Then you must create a folder in Goole drive named "R" to install all packages permanently. Before installing R-package in Python runtime. You have to mount Google Drive and follow on-screen instruction:

In [None]:
from google.colab import drive
drive.mount('/content/drive')

Mounted at /content/drive


## Check and Install Required R Packages

In this exercise, we will use the following R-packages:

1.   [readxl](https://readxl.tidyverse.org/): to read MS **Excel** file.  usually comes with [tidyverse](https://www.tidyverse.org/)
2. [writexl](https://docs.ropensci.org/writexl/):Portable, light-weight data frame to xlsx exporter based on libxlsxwriter. No Java or Excel required.
3.  [rjson](https://github.com/alexcb/rjson): to read **.json** file
4.  [foreign](https://cran.r-project.org/web/packages/foreign/index.html): to read data stored by **Minitab**, **S**, **SAS**, **SPSS**, **Stata**, **Systat**, **dBase**, and so forth.
5.  [haven](https://haven.tidyverse.org/): read and write data from different statistical packages. It usually comes with [tidyverse](https://www.tidyverse.org/)

▶ [WRITTEN REQUEST 1]: Name the R packages in the numbered list of the Colab R setup excerpt.
▶ [WRITTEN REQUEST 2]: Extend the Colab R setup excerpt, picking up after its final list item.

▶ [DATA LINES]:
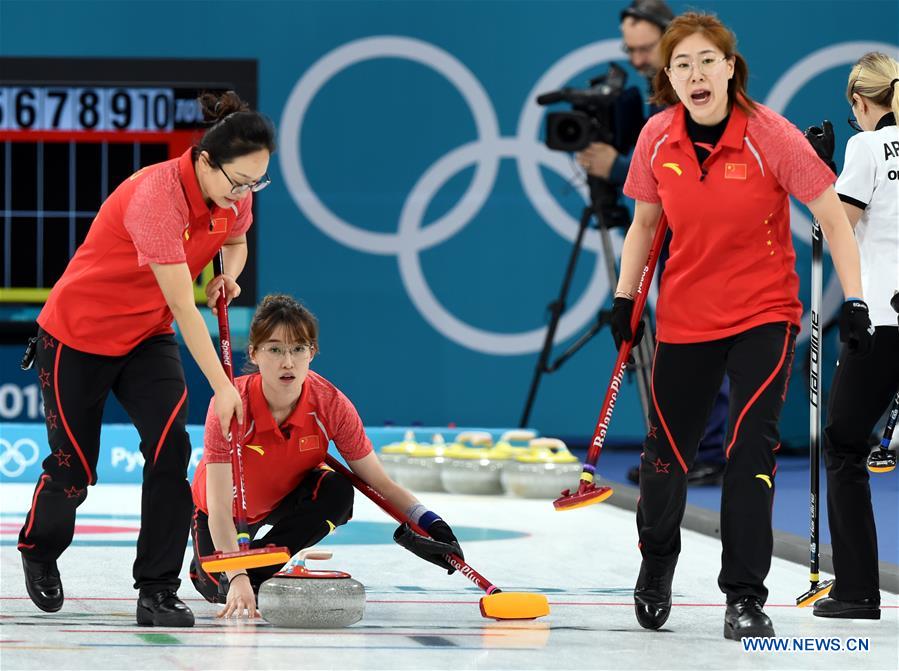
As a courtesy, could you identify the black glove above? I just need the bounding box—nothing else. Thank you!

▶ [OUTPUT 1]: readxl, writexl, rjson, foreign, haven

▶ [OUTPUT 2]:
### Install Required R Packages

In [None]:
%%R
packages <- c(
          'readxl',
          'writexl',
          'rjson',
          'foreign',
          'haven'
)

### Install Missing Packages

In [None]:
%%R
# Install missing packages
new.packages <- packages[!(packages %in% installed.packages(lib='drive/My Drive/R/')[,"Package"])]
if(length(new.packages)) install.packages(new.packages, lib='drive/My Drive/R/')



























	‘/tmp/RtmpE6MXsx/downloaded_packages’



In [None]:
%%R
# set library path
.libPaths('drive/My Drive/R')
# Verify installation
cat("Installed packages:\n")
print(sapply(packages, requireNamespace, quietly = TRUE))

Installed packages:
 readxl writexl   rjson foreign   haven 
   TRUE    TRUE    TRUE    TRUE    TRUE 


### Load R-packages

In [None]:
%%R
# set library path
.libPaths('drive/My Drive/R')
# Load packages with suppressed messages
invisible(lapply(packages, function(pkg) {
  suppressPackageStartupMessages(library(pkg, character.only = TRUE))
}))
# Check loaded packages
cat("Successfully loaded packages:\n")
print(search()[grepl("package:", search())])# Check loaded packages


Successfully loaded packages:
 [1] "package:haven"     "package:foreign"   "package:rjson"    
 [4] "package:writexl"   "package:readxl"    "package:tools"    
 [7] "package:stats"     "package:graphics"  "package:grDevices"
[10] "package:utils"     "package:datasets"  "package:methods"  
[13] "package:base"     


## Data


All data set use in this exercise can be downloaded from my [Dropbox](https://www.dropbox.com/scl/fo/fohioij7h503duitpl040/h?rlkey=3voumajiklwhgqw75fe8kby3o&dl=0) or from my [Github](https://github.com/zia207/r-colab/tree/main/Data/R_Beginners) accounts.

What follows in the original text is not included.